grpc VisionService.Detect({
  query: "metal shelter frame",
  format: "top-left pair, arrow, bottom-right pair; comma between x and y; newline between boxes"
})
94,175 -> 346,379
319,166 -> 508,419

◆ REQUIRED WORK: In full and without change, transcribe the entries.

◆ EXERCISE OUTPUT:
grpc VisionService.Detect({
  query: "metal shelter frame",
  format: "top-left pair, arrow, bottom-right pair; comma between x and y; newline between boxes"
})
94,175 -> 346,379
319,166 -> 508,419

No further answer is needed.